Assigned task: Your output should be one number, which is how many lines in the material contain "blurred".

****************

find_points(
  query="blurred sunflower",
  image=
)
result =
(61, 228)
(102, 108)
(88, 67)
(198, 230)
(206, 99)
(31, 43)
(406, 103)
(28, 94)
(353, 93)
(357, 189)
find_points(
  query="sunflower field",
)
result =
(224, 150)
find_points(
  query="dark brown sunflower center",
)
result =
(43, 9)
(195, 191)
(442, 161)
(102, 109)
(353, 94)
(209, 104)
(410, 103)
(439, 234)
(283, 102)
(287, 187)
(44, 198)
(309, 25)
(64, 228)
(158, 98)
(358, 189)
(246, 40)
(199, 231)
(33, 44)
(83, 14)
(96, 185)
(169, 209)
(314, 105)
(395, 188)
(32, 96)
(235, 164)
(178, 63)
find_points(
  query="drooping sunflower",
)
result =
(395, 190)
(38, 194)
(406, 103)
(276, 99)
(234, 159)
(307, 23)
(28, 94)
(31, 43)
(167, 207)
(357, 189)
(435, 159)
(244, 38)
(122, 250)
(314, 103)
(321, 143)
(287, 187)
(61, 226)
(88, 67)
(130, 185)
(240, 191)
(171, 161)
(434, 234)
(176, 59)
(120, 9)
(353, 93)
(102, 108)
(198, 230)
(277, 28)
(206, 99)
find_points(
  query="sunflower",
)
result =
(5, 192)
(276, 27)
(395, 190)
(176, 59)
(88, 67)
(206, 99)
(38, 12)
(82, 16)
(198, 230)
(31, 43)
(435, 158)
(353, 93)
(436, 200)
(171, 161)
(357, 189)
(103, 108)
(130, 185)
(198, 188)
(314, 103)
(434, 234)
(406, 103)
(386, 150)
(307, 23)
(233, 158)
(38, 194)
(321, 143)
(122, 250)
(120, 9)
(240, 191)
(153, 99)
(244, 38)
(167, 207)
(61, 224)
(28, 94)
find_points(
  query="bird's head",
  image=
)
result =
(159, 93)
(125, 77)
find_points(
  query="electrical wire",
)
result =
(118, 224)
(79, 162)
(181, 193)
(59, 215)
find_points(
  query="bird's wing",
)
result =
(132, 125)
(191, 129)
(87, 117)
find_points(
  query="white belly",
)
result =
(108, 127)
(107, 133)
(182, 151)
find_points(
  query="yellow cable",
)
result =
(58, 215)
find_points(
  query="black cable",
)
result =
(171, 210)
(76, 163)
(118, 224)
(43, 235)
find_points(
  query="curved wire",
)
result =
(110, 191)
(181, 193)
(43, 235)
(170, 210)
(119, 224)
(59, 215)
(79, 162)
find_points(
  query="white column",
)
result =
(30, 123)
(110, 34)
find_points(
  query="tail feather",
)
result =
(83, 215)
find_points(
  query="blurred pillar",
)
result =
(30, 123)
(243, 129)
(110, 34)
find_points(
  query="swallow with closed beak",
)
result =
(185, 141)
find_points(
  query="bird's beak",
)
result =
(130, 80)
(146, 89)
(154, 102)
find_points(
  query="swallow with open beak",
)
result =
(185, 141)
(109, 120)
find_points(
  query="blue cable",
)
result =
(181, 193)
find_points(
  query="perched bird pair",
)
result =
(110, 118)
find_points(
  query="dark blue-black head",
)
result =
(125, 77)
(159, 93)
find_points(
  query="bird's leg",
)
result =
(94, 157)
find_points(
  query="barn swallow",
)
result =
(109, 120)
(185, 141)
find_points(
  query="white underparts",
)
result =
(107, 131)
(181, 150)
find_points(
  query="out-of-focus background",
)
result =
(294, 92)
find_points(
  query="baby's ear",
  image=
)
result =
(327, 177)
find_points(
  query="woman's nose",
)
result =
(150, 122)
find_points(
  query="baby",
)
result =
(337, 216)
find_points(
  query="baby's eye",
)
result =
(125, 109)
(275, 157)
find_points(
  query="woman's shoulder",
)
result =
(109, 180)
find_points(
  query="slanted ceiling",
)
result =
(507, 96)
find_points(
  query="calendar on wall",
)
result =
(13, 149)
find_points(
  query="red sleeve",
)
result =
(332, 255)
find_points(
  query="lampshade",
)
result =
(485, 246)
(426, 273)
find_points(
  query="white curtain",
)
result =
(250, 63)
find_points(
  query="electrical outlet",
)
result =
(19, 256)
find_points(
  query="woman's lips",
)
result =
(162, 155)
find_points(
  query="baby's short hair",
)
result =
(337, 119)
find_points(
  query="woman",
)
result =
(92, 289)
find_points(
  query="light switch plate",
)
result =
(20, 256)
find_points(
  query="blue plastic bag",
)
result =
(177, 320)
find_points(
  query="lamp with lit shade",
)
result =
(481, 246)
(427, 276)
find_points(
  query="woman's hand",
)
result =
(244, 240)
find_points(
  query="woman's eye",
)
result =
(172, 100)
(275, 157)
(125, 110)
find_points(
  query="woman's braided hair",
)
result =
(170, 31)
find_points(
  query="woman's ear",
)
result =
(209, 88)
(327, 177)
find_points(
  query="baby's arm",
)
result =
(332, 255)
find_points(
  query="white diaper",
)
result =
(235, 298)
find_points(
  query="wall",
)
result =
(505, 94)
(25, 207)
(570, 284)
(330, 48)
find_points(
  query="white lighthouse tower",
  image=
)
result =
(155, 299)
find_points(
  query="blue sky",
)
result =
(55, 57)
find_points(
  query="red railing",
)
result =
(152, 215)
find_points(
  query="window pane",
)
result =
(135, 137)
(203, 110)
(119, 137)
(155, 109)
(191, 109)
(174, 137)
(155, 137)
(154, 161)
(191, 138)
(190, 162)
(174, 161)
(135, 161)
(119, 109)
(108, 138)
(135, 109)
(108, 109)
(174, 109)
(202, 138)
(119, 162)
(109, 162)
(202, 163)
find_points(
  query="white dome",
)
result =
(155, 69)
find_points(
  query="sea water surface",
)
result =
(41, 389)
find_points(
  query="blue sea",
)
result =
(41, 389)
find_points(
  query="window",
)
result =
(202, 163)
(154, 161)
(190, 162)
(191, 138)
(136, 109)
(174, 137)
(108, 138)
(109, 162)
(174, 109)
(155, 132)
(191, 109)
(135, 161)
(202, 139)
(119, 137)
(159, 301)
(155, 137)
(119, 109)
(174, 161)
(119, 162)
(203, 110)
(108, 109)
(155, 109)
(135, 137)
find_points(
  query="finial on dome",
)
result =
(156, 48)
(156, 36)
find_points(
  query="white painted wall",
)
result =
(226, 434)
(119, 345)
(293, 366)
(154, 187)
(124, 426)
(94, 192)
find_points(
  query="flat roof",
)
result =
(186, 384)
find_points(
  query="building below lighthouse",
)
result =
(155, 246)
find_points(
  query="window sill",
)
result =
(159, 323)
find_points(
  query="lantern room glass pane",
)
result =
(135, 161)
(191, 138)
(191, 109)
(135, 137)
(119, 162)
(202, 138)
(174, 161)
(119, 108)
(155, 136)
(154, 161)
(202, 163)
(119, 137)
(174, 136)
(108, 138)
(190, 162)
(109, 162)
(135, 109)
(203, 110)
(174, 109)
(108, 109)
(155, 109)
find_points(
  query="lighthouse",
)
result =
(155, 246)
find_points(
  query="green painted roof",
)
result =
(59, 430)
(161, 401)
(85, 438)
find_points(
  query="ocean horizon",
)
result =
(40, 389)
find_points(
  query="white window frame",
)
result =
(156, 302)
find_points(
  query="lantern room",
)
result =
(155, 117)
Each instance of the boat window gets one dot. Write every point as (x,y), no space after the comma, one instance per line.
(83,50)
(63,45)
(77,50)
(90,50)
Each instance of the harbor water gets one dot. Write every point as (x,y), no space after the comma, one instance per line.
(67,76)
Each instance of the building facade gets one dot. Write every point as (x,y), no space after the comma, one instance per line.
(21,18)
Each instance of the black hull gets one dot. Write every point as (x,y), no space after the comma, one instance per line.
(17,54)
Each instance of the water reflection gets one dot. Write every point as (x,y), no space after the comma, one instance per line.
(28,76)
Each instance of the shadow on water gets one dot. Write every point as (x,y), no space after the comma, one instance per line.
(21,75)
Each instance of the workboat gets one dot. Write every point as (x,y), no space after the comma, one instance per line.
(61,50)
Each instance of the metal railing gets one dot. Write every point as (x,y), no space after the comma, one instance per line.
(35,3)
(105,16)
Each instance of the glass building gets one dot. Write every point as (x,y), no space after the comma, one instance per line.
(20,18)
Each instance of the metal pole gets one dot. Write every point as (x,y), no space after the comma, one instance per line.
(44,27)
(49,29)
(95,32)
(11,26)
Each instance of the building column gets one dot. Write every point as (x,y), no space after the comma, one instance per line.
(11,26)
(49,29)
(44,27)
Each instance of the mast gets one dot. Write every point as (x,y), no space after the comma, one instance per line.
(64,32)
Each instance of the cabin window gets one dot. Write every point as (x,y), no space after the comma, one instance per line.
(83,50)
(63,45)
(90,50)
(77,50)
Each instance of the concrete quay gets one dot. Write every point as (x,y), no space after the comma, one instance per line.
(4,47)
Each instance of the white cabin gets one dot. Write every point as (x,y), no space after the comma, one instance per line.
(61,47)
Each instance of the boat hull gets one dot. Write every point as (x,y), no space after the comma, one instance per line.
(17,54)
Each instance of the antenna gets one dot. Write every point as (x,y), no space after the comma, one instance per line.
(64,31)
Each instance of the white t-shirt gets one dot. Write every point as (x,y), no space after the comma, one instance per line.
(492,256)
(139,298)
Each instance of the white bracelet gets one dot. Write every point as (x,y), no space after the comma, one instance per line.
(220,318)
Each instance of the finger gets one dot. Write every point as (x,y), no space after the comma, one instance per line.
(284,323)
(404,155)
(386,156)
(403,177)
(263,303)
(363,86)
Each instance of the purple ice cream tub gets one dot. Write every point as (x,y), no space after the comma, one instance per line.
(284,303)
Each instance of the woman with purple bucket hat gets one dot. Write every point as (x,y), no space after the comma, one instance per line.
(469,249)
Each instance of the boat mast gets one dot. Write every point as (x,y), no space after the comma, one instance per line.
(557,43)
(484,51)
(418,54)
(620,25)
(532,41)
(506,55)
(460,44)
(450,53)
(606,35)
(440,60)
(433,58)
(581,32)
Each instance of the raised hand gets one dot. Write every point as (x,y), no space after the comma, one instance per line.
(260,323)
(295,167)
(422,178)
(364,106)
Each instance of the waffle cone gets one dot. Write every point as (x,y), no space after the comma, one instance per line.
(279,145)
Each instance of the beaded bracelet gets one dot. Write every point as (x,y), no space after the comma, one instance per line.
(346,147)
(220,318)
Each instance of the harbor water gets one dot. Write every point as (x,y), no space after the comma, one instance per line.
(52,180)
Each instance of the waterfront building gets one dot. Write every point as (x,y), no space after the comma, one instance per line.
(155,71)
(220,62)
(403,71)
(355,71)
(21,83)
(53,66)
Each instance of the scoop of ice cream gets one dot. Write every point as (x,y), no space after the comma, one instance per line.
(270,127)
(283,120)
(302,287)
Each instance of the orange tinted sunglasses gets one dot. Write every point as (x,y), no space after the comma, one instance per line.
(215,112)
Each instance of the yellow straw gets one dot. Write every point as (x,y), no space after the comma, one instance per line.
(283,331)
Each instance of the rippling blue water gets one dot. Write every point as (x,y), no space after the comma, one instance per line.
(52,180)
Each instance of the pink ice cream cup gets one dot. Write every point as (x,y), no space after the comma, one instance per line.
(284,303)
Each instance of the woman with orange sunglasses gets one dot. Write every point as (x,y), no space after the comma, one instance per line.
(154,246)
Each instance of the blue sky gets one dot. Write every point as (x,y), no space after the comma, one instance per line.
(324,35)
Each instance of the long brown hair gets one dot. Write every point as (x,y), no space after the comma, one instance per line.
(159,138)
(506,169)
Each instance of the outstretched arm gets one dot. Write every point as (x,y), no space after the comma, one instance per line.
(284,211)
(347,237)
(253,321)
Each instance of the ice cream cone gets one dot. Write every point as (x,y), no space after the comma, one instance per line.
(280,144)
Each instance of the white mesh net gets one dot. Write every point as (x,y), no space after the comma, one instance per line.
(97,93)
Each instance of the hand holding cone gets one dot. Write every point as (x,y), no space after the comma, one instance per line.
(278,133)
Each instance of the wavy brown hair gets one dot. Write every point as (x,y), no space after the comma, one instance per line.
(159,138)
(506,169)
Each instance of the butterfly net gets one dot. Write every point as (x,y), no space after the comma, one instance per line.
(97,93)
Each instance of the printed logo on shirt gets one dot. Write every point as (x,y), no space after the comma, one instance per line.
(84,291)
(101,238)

****************

Written answer: 2